Below are the records. Retype exactly the lines between the lines holding "Target: pitched slate roof" and "[locate] gothic tracery", inclusive.

• Dataset extract:
= = =

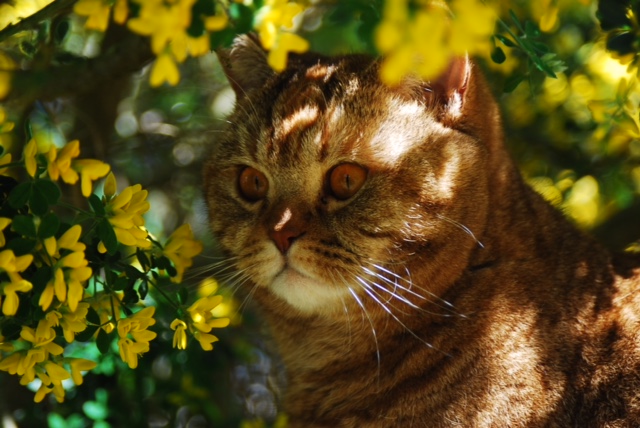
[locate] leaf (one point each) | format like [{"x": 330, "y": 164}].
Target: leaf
[
  {"x": 49, "y": 226},
  {"x": 93, "y": 317},
  {"x": 86, "y": 334},
  {"x": 23, "y": 224},
  {"x": 143, "y": 260},
  {"x": 103, "y": 341},
  {"x": 21, "y": 246},
  {"x": 183, "y": 295},
  {"x": 20, "y": 195},
  {"x": 38, "y": 202},
  {"x": 242, "y": 17},
  {"x": 143, "y": 289},
  {"x": 107, "y": 236},
  {"x": 96, "y": 204},
  {"x": 512, "y": 83},
  {"x": 506, "y": 41},
  {"x": 498, "y": 55},
  {"x": 49, "y": 189}
]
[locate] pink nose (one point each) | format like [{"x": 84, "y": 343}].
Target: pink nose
[{"x": 284, "y": 237}]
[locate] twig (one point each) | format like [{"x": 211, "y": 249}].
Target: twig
[{"x": 52, "y": 9}]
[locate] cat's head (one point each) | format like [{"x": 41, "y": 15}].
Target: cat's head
[{"x": 329, "y": 189}]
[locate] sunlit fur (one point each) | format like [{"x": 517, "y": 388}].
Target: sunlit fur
[{"x": 445, "y": 292}]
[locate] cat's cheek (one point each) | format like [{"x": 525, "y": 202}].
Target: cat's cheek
[{"x": 308, "y": 295}]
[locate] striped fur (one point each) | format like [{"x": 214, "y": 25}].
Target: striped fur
[{"x": 445, "y": 292}]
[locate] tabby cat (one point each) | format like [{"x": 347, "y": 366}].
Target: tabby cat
[{"x": 408, "y": 274}]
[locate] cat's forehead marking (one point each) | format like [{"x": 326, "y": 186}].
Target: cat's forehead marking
[
  {"x": 320, "y": 72},
  {"x": 300, "y": 118},
  {"x": 395, "y": 136}
]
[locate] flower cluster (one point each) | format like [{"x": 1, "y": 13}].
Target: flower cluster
[
  {"x": 275, "y": 24},
  {"x": 423, "y": 42},
  {"x": 199, "y": 322},
  {"x": 84, "y": 281}
]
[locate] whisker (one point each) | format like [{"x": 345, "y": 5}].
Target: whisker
[
  {"x": 460, "y": 226},
  {"x": 373, "y": 329}
]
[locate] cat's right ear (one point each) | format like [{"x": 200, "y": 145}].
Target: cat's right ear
[{"x": 245, "y": 64}]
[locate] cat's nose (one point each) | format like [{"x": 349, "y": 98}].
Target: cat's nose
[
  {"x": 284, "y": 237},
  {"x": 285, "y": 231}
]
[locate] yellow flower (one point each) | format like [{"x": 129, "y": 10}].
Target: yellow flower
[
  {"x": 30, "y": 152},
  {"x": 120, "y": 11},
  {"x": 80, "y": 365},
  {"x": 110, "y": 186},
  {"x": 4, "y": 160},
  {"x": 275, "y": 19},
  {"x": 285, "y": 43},
  {"x": 96, "y": 11},
  {"x": 103, "y": 304},
  {"x": 202, "y": 320},
  {"x": 11, "y": 300},
  {"x": 124, "y": 212},
  {"x": 164, "y": 70},
  {"x": 181, "y": 248},
  {"x": 180, "y": 335},
  {"x": 70, "y": 270},
  {"x": 90, "y": 170},
  {"x": 423, "y": 42},
  {"x": 12, "y": 265},
  {"x": 4, "y": 222},
  {"x": 71, "y": 322},
  {"x": 59, "y": 162},
  {"x": 134, "y": 336}
]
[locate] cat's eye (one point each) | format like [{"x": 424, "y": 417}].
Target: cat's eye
[
  {"x": 346, "y": 179},
  {"x": 252, "y": 184}
]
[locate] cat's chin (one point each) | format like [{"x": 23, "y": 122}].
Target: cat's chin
[{"x": 310, "y": 296}]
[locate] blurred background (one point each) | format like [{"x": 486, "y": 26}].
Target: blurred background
[{"x": 575, "y": 137}]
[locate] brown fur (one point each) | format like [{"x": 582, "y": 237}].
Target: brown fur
[{"x": 400, "y": 317}]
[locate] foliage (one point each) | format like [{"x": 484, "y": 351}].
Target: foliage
[{"x": 97, "y": 280}]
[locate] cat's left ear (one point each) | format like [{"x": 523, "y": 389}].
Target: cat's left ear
[
  {"x": 245, "y": 64},
  {"x": 450, "y": 87},
  {"x": 464, "y": 99}
]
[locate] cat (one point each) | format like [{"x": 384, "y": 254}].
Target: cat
[{"x": 409, "y": 276}]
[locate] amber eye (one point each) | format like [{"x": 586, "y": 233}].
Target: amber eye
[
  {"x": 252, "y": 184},
  {"x": 346, "y": 179}
]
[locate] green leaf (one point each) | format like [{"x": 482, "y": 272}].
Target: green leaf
[
  {"x": 23, "y": 224},
  {"x": 20, "y": 195},
  {"x": 103, "y": 341},
  {"x": 49, "y": 226},
  {"x": 86, "y": 334},
  {"x": 49, "y": 189},
  {"x": 96, "y": 204},
  {"x": 242, "y": 17},
  {"x": 498, "y": 55},
  {"x": 506, "y": 41},
  {"x": 108, "y": 236},
  {"x": 11, "y": 328},
  {"x": 143, "y": 289},
  {"x": 21, "y": 246},
  {"x": 93, "y": 317},
  {"x": 512, "y": 83},
  {"x": 143, "y": 260},
  {"x": 183, "y": 295},
  {"x": 130, "y": 297},
  {"x": 38, "y": 202}
]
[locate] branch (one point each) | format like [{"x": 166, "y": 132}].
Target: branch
[
  {"x": 128, "y": 56},
  {"x": 53, "y": 9}
]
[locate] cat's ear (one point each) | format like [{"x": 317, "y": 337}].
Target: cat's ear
[
  {"x": 450, "y": 88},
  {"x": 245, "y": 64},
  {"x": 465, "y": 100}
]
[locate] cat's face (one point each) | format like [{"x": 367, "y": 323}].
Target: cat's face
[{"x": 328, "y": 188}]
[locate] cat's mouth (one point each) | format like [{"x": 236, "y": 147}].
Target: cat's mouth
[{"x": 305, "y": 292}]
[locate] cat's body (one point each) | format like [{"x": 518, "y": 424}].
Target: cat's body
[{"x": 409, "y": 276}]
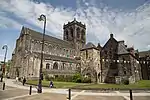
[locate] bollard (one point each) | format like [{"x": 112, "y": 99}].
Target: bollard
[
  {"x": 30, "y": 90},
  {"x": 131, "y": 98},
  {"x": 69, "y": 95},
  {"x": 3, "y": 86}
]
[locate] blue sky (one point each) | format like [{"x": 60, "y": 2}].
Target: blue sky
[{"x": 128, "y": 20}]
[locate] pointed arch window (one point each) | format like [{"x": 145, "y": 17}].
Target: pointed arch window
[
  {"x": 83, "y": 35},
  {"x": 71, "y": 32},
  {"x": 47, "y": 66},
  {"x": 78, "y": 33},
  {"x": 55, "y": 66},
  {"x": 67, "y": 34}
]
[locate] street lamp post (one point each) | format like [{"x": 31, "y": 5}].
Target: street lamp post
[
  {"x": 4, "y": 47},
  {"x": 41, "y": 18}
]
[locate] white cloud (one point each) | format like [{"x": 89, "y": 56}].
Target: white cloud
[{"x": 133, "y": 26}]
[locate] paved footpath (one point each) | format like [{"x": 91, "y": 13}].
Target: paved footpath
[{"x": 15, "y": 91}]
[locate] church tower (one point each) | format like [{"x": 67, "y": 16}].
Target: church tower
[{"x": 74, "y": 32}]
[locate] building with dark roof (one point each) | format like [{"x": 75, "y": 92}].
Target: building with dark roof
[
  {"x": 111, "y": 63},
  {"x": 59, "y": 55}
]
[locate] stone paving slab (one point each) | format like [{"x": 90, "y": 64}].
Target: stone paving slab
[
  {"x": 142, "y": 98},
  {"x": 12, "y": 93},
  {"x": 44, "y": 96},
  {"x": 98, "y": 98}
]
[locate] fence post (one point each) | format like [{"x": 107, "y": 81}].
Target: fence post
[
  {"x": 4, "y": 86},
  {"x": 30, "y": 90},
  {"x": 131, "y": 98}
]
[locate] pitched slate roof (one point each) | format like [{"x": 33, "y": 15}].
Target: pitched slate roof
[
  {"x": 38, "y": 36},
  {"x": 89, "y": 45},
  {"x": 144, "y": 53},
  {"x": 57, "y": 58},
  {"x": 122, "y": 49}
]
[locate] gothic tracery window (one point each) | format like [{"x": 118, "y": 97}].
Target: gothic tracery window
[
  {"x": 67, "y": 34},
  {"x": 55, "y": 66},
  {"x": 78, "y": 33},
  {"x": 47, "y": 66},
  {"x": 83, "y": 35},
  {"x": 71, "y": 32}
]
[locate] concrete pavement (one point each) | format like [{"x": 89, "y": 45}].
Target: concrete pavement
[{"x": 76, "y": 94}]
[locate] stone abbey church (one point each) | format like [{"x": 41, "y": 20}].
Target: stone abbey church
[{"x": 110, "y": 63}]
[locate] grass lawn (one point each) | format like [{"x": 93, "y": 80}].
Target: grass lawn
[
  {"x": 143, "y": 84},
  {"x": 56, "y": 84}
]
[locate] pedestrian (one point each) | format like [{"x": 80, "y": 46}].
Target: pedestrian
[{"x": 24, "y": 80}]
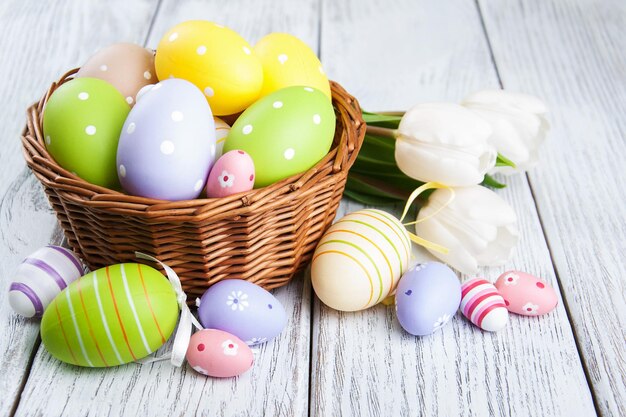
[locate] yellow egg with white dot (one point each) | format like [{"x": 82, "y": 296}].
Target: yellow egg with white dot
[
  {"x": 360, "y": 259},
  {"x": 287, "y": 61},
  {"x": 214, "y": 58}
]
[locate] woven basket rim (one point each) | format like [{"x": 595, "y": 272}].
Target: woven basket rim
[{"x": 341, "y": 156}]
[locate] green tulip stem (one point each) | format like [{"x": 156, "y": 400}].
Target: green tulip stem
[{"x": 382, "y": 132}]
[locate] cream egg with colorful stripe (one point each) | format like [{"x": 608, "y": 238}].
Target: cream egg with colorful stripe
[
  {"x": 112, "y": 316},
  {"x": 42, "y": 276},
  {"x": 482, "y": 304},
  {"x": 360, "y": 259}
]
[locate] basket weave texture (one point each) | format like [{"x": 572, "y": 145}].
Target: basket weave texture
[{"x": 265, "y": 236}]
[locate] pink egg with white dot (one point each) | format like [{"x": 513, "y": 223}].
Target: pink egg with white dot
[
  {"x": 526, "y": 294},
  {"x": 233, "y": 173},
  {"x": 217, "y": 353}
]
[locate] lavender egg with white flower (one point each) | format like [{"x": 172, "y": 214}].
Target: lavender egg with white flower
[
  {"x": 427, "y": 297},
  {"x": 243, "y": 309},
  {"x": 167, "y": 145}
]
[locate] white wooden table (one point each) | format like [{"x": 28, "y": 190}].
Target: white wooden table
[{"x": 390, "y": 55}]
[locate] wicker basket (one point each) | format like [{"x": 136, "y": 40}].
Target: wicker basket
[{"x": 265, "y": 236}]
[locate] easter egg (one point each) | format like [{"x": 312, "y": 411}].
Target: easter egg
[
  {"x": 82, "y": 122},
  {"x": 127, "y": 66},
  {"x": 360, "y": 259},
  {"x": 428, "y": 295},
  {"x": 243, "y": 309},
  {"x": 167, "y": 145},
  {"x": 111, "y": 316},
  {"x": 221, "y": 132},
  {"x": 285, "y": 133},
  {"x": 233, "y": 173},
  {"x": 216, "y": 59},
  {"x": 526, "y": 294},
  {"x": 41, "y": 277},
  {"x": 287, "y": 61},
  {"x": 217, "y": 353},
  {"x": 483, "y": 305}
]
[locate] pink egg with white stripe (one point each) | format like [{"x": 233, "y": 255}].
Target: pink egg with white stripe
[
  {"x": 483, "y": 305},
  {"x": 41, "y": 277}
]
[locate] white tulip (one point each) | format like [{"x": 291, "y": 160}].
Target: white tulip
[
  {"x": 519, "y": 125},
  {"x": 446, "y": 143},
  {"x": 478, "y": 227}
]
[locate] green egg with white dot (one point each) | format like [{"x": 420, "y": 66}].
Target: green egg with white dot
[
  {"x": 286, "y": 132},
  {"x": 82, "y": 121}
]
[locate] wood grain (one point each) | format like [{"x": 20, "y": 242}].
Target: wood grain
[
  {"x": 572, "y": 53},
  {"x": 364, "y": 363},
  {"x": 278, "y": 383},
  {"x": 38, "y": 43}
]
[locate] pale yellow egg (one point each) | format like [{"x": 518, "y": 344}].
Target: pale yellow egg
[
  {"x": 287, "y": 61},
  {"x": 214, "y": 58}
]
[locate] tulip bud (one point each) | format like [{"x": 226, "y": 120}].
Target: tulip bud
[
  {"x": 518, "y": 122},
  {"x": 477, "y": 226},
  {"x": 446, "y": 143}
]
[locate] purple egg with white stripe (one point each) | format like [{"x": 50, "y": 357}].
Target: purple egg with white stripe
[{"x": 41, "y": 277}]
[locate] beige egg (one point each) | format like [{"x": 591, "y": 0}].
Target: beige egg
[
  {"x": 128, "y": 67},
  {"x": 360, "y": 260},
  {"x": 221, "y": 132}
]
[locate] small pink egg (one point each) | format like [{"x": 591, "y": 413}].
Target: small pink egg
[
  {"x": 217, "y": 353},
  {"x": 233, "y": 173},
  {"x": 526, "y": 294}
]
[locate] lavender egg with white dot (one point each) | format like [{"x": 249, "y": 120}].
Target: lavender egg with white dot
[
  {"x": 243, "y": 309},
  {"x": 427, "y": 297},
  {"x": 167, "y": 145}
]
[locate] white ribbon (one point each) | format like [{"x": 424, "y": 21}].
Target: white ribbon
[{"x": 183, "y": 334}]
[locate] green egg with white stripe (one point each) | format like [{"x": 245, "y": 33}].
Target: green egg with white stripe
[
  {"x": 360, "y": 259},
  {"x": 111, "y": 316}
]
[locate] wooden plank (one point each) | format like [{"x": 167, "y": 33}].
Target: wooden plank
[
  {"x": 279, "y": 380},
  {"x": 38, "y": 44},
  {"x": 573, "y": 53},
  {"x": 276, "y": 385},
  {"x": 364, "y": 363}
]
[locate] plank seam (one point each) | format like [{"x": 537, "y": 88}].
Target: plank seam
[
  {"x": 157, "y": 10},
  {"x": 29, "y": 366},
  {"x": 543, "y": 232}
]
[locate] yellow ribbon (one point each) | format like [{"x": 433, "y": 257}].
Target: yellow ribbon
[{"x": 421, "y": 241}]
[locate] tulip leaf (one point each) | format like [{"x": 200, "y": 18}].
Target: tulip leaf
[
  {"x": 368, "y": 199},
  {"x": 490, "y": 182},
  {"x": 503, "y": 161},
  {"x": 382, "y": 120}
]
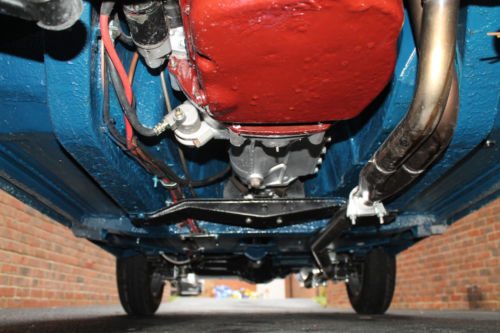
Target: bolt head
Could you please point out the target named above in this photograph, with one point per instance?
(255, 181)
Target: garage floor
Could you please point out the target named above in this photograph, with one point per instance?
(227, 315)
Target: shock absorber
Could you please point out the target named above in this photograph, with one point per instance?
(149, 30)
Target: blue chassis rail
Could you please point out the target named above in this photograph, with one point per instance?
(57, 157)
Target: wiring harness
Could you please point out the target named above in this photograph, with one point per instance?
(122, 82)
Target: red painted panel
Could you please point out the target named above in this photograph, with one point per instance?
(289, 61)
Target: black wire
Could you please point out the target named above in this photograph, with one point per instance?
(107, 7)
(162, 169)
(186, 171)
(106, 118)
(129, 111)
(171, 175)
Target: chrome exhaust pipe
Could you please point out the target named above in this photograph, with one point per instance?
(437, 40)
(425, 131)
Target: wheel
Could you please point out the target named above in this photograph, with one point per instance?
(370, 291)
(140, 288)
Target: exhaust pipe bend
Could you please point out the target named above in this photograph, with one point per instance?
(425, 131)
(435, 68)
(436, 144)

= = =

• Solution to this task:
Target: pitched slate roof
[
  {"x": 38, "y": 36},
  {"x": 89, "y": 45},
  {"x": 144, "y": 53},
  {"x": 57, "y": 58},
  {"x": 122, "y": 49}
]
[locate] gothic tracery window (one point each) | format like [{"x": 118, "y": 97}].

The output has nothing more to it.